◆ **To do**: Copy out the listing lines between the line containing "Each instance of the <item>black" and the line containing "List the outlines of the <item>black", inclusive, without changing them.

Region outline entries:
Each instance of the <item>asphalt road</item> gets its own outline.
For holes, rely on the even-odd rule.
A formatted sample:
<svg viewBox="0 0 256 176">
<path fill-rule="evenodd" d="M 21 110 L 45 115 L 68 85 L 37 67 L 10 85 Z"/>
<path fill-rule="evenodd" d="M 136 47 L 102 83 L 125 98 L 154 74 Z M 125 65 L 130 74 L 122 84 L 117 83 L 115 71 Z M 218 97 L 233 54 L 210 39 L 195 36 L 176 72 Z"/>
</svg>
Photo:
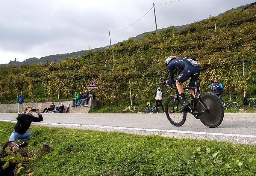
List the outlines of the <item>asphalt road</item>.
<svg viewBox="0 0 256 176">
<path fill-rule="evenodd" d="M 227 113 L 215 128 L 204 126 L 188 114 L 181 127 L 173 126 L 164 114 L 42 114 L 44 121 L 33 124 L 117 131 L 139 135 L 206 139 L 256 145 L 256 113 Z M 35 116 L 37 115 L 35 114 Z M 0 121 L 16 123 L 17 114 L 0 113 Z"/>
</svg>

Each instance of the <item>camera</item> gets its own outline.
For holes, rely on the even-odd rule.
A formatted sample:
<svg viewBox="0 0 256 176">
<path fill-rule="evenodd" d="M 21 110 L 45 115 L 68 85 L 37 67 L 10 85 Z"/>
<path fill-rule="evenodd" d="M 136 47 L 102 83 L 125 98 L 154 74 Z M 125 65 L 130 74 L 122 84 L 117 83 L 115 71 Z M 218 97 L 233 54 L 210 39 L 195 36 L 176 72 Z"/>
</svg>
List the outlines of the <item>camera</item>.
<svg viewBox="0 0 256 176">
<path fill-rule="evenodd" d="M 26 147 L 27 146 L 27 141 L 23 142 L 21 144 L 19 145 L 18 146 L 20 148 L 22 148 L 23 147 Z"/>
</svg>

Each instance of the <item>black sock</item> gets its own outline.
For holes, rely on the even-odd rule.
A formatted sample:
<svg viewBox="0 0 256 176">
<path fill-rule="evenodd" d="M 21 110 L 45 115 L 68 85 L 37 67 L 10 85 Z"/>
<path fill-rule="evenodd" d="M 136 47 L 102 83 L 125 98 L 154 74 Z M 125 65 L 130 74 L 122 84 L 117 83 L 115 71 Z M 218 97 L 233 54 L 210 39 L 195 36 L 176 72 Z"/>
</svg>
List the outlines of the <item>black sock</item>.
--
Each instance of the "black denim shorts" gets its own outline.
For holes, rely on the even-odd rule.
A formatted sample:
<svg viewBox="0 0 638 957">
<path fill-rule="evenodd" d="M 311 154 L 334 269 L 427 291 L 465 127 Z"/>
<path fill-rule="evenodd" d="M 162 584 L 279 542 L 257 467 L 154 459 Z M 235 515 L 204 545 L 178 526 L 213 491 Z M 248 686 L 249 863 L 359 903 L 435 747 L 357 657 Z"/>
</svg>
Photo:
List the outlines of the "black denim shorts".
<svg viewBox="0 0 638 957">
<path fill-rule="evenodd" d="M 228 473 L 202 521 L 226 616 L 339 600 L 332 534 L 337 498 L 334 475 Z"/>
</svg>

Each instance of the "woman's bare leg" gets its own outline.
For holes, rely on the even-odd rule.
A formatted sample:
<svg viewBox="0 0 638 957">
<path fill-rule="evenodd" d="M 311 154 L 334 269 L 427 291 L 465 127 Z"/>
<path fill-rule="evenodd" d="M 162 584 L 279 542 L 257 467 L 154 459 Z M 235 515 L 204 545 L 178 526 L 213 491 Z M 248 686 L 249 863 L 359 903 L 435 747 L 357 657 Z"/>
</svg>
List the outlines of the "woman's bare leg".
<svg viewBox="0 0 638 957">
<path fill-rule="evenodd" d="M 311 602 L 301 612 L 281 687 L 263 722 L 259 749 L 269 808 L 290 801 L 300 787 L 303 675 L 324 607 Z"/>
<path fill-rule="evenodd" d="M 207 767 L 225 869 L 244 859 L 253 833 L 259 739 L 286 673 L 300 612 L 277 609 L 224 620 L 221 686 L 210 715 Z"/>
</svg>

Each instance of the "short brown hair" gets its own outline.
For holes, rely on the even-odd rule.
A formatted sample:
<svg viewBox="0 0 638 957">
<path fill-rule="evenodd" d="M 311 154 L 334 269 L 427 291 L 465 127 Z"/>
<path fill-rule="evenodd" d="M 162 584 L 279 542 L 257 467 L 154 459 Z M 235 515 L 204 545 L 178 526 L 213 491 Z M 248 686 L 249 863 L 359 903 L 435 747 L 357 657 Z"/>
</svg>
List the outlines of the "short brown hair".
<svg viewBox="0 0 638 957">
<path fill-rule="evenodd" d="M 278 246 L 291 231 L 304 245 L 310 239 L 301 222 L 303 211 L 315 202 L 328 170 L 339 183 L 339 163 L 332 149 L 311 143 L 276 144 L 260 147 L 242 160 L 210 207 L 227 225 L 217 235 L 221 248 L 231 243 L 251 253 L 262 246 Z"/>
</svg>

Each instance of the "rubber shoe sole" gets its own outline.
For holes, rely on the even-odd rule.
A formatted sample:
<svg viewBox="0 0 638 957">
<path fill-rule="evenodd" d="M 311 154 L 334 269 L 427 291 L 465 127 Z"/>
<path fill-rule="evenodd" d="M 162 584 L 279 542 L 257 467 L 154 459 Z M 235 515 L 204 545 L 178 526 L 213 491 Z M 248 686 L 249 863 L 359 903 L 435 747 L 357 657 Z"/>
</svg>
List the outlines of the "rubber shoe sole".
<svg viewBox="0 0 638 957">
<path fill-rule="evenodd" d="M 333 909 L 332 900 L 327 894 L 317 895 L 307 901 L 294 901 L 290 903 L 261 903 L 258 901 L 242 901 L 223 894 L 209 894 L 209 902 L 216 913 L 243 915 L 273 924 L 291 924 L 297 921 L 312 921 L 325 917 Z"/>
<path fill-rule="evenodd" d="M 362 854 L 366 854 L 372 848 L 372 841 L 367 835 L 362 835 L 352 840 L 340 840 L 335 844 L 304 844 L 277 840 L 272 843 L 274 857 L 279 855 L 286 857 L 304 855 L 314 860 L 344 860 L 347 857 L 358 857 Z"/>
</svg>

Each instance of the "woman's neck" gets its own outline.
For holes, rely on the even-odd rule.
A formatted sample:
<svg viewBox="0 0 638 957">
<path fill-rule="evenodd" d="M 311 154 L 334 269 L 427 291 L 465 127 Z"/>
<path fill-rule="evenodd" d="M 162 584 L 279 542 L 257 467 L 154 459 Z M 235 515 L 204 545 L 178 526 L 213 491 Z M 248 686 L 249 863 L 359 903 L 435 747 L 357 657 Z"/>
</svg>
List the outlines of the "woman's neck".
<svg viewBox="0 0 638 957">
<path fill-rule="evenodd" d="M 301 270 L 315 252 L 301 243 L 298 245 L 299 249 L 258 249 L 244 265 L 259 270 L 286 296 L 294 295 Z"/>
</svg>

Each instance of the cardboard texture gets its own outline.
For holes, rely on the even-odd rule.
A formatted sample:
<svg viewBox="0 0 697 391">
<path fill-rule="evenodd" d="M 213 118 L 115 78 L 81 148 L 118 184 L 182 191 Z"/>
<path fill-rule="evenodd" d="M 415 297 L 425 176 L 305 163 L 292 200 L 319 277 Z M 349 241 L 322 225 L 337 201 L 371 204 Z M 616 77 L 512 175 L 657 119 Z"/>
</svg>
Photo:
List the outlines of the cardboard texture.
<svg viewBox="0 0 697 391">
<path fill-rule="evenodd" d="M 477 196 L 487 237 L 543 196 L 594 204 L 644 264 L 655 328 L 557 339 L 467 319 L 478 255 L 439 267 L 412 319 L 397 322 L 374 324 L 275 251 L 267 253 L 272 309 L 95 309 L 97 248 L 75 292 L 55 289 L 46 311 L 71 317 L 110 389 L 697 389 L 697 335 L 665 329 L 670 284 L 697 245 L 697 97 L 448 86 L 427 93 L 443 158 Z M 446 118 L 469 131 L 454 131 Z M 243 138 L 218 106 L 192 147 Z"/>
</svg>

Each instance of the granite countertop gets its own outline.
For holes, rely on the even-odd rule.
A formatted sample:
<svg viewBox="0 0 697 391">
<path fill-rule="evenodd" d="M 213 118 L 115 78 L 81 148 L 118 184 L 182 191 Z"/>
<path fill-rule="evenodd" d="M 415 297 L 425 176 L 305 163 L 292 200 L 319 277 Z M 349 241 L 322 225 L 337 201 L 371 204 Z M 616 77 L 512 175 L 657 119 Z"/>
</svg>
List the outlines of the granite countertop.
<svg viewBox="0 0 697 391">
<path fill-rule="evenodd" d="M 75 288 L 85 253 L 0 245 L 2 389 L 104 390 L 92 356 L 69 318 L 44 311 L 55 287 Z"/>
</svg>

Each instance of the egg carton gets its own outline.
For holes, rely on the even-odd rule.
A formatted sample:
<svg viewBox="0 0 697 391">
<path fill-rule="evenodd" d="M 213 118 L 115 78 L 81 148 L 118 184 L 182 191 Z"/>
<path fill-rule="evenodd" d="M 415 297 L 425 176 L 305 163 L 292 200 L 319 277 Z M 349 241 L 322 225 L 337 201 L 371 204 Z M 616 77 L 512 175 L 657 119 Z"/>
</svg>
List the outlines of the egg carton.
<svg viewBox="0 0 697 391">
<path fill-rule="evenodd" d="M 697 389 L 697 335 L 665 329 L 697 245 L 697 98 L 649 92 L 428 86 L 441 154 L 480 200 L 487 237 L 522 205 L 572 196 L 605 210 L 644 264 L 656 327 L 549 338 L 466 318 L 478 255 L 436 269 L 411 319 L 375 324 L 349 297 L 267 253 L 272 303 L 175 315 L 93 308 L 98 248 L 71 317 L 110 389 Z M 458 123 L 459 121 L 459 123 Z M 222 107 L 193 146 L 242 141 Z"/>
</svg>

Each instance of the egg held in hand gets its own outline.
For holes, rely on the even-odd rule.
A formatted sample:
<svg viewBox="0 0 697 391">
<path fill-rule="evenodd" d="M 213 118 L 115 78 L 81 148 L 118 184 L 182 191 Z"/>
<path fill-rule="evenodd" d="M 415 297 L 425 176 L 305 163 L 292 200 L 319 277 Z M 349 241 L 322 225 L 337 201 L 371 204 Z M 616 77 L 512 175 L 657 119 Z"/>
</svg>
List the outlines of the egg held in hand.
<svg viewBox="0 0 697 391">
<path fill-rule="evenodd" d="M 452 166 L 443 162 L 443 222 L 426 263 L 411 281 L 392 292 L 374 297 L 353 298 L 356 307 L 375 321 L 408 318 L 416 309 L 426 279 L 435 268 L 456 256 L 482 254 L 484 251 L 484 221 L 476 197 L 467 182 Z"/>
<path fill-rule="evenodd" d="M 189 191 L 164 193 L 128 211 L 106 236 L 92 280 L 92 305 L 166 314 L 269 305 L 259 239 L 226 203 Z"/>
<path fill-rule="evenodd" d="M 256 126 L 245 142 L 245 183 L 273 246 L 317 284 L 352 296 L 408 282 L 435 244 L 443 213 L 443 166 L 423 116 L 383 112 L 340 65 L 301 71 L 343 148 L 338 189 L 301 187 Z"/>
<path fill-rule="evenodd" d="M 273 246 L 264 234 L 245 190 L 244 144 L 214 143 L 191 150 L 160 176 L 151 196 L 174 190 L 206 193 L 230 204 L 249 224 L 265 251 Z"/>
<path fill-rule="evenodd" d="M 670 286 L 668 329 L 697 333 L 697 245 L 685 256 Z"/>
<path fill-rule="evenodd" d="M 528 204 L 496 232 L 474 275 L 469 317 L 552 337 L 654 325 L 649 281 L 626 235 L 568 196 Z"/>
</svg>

◆ **The completed task**:
Each instance of the <item>black sock</item> gets its own outline.
For holes, rely on the even-odd rule.
A formatted sample:
<svg viewBox="0 0 256 176">
<path fill-rule="evenodd" d="M 21 110 L 45 115 L 68 85 L 37 67 L 10 85 Z"/>
<path fill-rule="evenodd" d="M 136 47 L 102 83 L 125 98 L 154 74 Z M 125 65 L 130 74 L 122 84 L 117 83 L 115 71 Z M 218 97 L 233 54 L 210 39 L 195 36 L 176 72 Z"/>
</svg>
List the outlines of the <item>black sock</item>.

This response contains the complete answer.